Text
+--

Step children and family rules

Anonymous
Anonymous wrote:
Anonymous wrote:PP here. And I'm not saying OP's parents should take the step-grandchildren to Paris. I'm just saying that comparing their relationship with their step-grandkids to the ex-wife's parents' relationship to the OP's kids is not a good comparison at all.


I agree. Their daughter is not parenting these children. I still don't think they have to be taken to Paris-- really, four teenagers is a lot for an older couple!-- but it's not the same.

Seeking sameness in a "blended" family is stupid and counterproductive. And they're already being treated differently because OP has tried to keep her parents from visiting when the stepkids are there.


Reasons why I kept my parents away from my step kids: when the kids were younger, dh and I hosted Christmas Eve so we can have dinner and open presents. My parents got my kids the most lavish gifts and my step kids a baby doll and pjs. I gave my parents so many chances and with the same shitty gifts every year. I stopped inviting them to dinner period. My dh is a peaceful person and wants all of us to get along. I get along with my step kids mom because we both love the kids. Dh makes time for all our kids together and individual, I take my youngest to dinner while dh takes the oldest shopping. We are very close and my parents are never happy for some reason. My step kids actually look more like me than my own kids and when I am asked how many kids do I have? Always four not two!
Anonymous
Anonymous wrote:
Anonymous wrote:
Anonymous wrote:
Anonymous wrote:Op, this sounds like an affair situation.


OP here,

Dh and I were childhood friends. Dh brother set us on a blind date after his divorce. My parents are old school and just cautious in general. My step kids are sweet kids and it just upsets me to the end how indifferent my parents act towards them.


They are step-grandkids, not grandkids. It does sound like you moved very quickly. You are very demanding of your parents. You have four kids and you need to support them and stop demanding others do it. There is no way to treat all these kids equally as they have two different sets of parents.



OP doesn’t want to treat them equally.

Her stepkids are allowed to have a relationship with their maternal grandparents without her kids.

Her daughters are not allowed to travel with their grandparents unless their half sisters tag along.

That is not fair and it sure as hell isn’t equal. OP is using her kids as pawns to get her parents to fund her lifestyle. That is such terrible parenting, I just can’t. This is why blended families are so hard. OP is so impossibly immature, it’s hard to believe she’s old enough to have children.



It absolutely is not about the kids and is about op and her greed.
Anonymous
Anonymous wrote:
Anonymous wrote:
Anonymous wrote:PP here. And I'm not saying OP's parents should take the step-grandchildren to Paris. I'm just saying that comparing their relationship with their step-grandkids to the ex-wife's parents' relationship to the OP's kids is not a good comparison at all.


I agree. Their daughter is not parenting these children. I still don't think they have to be taken to Paris-- really, four teenagers is a lot for an older couple!-- but it's not the same.

Seeking sameness in a "blended" family is stupid and counterproductive. And they're already being treated differently because OP has tried to keep her parents from visiting when the stepkids are there.

+--

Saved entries
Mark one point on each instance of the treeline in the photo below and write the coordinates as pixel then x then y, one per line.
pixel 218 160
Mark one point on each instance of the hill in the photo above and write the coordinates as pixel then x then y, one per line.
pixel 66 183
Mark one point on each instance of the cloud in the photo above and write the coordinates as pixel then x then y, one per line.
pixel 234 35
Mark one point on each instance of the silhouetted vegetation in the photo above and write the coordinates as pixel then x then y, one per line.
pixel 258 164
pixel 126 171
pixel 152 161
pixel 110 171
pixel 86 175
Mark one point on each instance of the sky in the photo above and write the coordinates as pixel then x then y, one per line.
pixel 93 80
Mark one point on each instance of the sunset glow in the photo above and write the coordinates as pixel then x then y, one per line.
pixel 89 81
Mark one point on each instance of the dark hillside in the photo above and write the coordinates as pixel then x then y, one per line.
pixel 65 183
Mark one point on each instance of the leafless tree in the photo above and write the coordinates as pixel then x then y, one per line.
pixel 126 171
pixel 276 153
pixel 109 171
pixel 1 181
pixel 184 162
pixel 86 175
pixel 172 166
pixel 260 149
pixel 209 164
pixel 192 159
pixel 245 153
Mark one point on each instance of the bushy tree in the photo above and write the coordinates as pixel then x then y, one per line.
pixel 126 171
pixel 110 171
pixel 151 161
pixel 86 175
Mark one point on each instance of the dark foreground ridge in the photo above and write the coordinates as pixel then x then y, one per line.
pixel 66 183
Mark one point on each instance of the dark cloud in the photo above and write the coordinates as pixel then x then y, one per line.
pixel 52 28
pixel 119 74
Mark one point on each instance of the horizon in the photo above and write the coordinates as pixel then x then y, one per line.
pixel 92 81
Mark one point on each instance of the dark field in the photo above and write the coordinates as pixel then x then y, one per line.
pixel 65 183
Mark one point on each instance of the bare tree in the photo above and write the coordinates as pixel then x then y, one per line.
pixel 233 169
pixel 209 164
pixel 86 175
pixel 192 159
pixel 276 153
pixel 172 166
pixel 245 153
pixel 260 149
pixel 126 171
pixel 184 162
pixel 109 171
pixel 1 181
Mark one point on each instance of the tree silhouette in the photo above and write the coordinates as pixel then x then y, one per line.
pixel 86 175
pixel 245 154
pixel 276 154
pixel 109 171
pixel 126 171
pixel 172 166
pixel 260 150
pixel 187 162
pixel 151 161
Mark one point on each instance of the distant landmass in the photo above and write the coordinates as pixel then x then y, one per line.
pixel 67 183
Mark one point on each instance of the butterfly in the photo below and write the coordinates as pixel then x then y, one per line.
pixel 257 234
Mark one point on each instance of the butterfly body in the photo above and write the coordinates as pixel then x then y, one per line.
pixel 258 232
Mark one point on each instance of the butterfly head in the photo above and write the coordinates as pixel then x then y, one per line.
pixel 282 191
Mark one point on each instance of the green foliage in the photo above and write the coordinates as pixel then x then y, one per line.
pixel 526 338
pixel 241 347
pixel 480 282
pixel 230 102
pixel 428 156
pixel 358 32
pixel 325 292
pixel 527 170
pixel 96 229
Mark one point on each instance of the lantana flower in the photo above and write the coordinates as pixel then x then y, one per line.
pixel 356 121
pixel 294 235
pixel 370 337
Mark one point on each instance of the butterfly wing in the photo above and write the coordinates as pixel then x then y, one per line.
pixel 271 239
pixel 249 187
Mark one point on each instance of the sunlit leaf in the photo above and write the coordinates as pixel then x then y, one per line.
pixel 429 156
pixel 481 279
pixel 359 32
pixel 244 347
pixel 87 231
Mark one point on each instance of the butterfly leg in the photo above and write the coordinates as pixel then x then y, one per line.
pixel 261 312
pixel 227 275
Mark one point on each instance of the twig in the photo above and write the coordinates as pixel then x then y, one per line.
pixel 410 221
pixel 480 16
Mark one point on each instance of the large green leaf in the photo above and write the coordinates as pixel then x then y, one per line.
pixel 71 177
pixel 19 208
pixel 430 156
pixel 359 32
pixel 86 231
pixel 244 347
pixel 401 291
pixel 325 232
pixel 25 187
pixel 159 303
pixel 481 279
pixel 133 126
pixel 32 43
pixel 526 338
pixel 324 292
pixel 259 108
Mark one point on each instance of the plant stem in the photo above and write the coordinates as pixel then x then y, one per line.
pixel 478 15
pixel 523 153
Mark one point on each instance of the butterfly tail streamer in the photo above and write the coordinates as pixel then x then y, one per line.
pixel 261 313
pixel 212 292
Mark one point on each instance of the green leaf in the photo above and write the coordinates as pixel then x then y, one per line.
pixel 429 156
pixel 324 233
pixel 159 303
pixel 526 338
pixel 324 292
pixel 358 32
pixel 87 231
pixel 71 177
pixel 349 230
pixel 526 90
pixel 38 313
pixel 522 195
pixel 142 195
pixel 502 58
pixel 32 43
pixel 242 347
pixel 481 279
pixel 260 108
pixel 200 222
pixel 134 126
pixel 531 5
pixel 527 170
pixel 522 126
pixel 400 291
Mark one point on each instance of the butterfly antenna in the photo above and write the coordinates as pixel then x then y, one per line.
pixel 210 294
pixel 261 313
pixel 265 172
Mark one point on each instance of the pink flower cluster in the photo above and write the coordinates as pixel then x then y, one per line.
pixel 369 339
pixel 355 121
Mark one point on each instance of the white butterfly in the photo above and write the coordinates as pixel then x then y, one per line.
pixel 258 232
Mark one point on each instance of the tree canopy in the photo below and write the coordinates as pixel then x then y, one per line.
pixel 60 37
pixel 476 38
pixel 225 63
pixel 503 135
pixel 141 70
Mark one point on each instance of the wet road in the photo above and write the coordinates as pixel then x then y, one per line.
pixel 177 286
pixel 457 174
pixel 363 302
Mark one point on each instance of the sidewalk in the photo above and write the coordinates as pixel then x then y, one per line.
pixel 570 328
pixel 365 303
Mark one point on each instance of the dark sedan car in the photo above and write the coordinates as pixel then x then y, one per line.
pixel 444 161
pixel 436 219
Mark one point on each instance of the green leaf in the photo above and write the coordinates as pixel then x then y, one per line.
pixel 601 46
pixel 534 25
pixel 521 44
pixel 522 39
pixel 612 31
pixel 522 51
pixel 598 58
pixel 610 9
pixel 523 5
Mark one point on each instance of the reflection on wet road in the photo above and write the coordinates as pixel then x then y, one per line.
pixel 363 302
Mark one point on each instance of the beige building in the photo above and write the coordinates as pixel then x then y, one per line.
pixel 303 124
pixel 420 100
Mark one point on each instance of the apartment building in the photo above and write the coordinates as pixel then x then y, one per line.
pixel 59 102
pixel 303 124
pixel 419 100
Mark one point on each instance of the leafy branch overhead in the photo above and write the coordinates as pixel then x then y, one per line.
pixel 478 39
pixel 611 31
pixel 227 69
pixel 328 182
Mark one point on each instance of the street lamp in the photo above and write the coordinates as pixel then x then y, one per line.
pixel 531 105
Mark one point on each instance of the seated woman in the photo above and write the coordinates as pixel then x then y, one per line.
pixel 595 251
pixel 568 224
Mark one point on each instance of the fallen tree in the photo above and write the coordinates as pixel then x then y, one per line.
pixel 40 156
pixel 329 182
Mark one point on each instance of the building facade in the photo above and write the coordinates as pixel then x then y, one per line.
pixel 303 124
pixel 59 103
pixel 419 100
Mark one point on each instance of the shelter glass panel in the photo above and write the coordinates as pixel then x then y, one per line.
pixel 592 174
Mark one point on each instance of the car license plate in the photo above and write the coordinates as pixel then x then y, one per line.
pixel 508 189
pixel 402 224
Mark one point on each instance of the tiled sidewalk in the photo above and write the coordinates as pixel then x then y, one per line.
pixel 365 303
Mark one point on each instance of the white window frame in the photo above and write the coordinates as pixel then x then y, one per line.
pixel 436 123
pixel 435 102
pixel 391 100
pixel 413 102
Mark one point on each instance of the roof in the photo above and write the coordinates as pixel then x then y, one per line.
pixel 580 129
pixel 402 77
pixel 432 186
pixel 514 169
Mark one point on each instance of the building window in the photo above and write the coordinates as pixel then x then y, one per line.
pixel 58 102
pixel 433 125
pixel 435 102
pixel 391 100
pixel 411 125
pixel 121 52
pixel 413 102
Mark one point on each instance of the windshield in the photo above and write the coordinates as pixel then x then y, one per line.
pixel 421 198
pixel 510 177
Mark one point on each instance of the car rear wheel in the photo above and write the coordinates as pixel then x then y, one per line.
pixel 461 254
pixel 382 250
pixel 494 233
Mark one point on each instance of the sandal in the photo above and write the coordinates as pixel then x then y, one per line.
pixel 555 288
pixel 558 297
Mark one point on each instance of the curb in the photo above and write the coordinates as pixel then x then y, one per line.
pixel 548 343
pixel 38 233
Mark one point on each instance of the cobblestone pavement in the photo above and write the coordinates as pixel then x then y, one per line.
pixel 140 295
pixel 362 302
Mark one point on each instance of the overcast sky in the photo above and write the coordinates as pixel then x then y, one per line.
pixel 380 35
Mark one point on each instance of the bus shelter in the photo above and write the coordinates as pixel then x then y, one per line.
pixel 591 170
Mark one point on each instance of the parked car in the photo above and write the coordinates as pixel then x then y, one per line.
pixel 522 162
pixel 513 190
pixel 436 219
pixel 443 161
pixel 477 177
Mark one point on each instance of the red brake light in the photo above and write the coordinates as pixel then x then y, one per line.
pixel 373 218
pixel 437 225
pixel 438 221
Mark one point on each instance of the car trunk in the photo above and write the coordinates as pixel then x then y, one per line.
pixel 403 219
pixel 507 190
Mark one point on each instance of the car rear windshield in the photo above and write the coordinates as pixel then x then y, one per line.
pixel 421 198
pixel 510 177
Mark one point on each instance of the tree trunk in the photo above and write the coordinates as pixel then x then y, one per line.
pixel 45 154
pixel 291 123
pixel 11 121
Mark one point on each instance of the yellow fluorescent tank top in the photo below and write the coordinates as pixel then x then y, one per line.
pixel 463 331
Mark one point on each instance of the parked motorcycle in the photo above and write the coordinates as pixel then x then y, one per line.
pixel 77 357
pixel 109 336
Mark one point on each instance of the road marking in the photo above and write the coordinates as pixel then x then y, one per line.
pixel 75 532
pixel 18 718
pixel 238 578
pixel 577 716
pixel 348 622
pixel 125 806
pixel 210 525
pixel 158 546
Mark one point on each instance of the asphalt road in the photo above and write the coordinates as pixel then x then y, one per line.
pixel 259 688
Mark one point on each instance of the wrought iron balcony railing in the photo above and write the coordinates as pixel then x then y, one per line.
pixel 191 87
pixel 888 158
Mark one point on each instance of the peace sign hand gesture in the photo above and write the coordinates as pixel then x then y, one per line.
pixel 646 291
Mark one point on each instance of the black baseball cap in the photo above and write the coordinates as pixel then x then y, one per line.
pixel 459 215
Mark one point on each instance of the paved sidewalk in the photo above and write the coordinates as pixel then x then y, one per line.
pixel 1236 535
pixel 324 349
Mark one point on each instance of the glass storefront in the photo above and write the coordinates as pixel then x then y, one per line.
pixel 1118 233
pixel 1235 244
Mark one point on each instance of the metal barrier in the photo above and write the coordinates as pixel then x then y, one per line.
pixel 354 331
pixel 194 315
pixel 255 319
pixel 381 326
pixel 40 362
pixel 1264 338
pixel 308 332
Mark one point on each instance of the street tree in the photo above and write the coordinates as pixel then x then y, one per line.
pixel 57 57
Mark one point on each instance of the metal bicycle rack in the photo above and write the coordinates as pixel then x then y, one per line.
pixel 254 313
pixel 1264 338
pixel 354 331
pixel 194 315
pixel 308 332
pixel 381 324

+--

Problem set
1. In the forum thread on step children and family rules, what gifts did the parents give the step kids on Christmas Eve?
2. Continue the forum thread on step children and family rules, picking up after its final post.

Set of answers
1. A baby doll and pjs.

2.
Reasons why I kept my parents away from my step kids: when the kids were younger, dh and I hosted Christmas Eve so we can have dinner and open presents. My parents got my kids the most lavish gifts and my step kids a baby doll and pjs. I gave my parents so many chances and with the same shitty gifts every year. I stopped inviting them to dinner period. My dh is a peaceful person and wants all of us to get along. I get along with my step kids mom because we both love the kids. Dh makes time for all our kids together and individual, I take my youngest to dinner while dh takes the oldest shopping. We are very close and my parents are never happy for some reason. My step kids actually look more like me than my own kids and when I am asked how many kids do I have? Always four not two!


You have two kids and two stepkids. These kids have a mom and you are not the mom. These kids have two sets of grandparents. Then getting pjs and a doll are very nice gifts. They also get gifts at their mom and her family. Your kids and stepkids will never get equal as they have two different sets of parents. Your kids probably get less as stepkids get from two homes. You are wrong.

And, as a stepparent, I can tell you you need to back off and stop making everything about you. These kids need time alone with their dad without your interference. They need 1-1 time and not just parented as a group as your kids probably get that when these kids are with their mom. Your kids should get to go and if it dads time, he can then do something special with them. You don’t get it.
Anonymous
Anonymous wrote:
Anonymous wrote:
Anonymous wrote:
Anonymous wrote:
Anonymous wrote:
Anonymous wrote:
Anonymous wrote:
Anonymous wrote:
Anonymous wrote:Given that you have children 2 years apart from the stepkids, and the stepkids were 2 and 4, when your kids were born their continued insistence to treat them differently is odd. I would continue to set the boundaries your currently have.

This. That being said, they have their own grandparents.


Now, I’m really curious. Have the stepdaughters ever gone on a trip with their maternal grandparents without your daughters?



Every time this issue comes up on DCUM, the questions above are raised. The OPs never answer because the answer is always that the other maternal grand parents don’t do anything. Badgering your parents to treat children who aren’t biologically theirs is wrong. If you’re going to continue down the path of forcing them to have relationships with the step kids, then you need to start getting ugly about your step childrens’ maternal grand parents and how they ignore your biological children. That’s really the only way to be completely fair to everyone.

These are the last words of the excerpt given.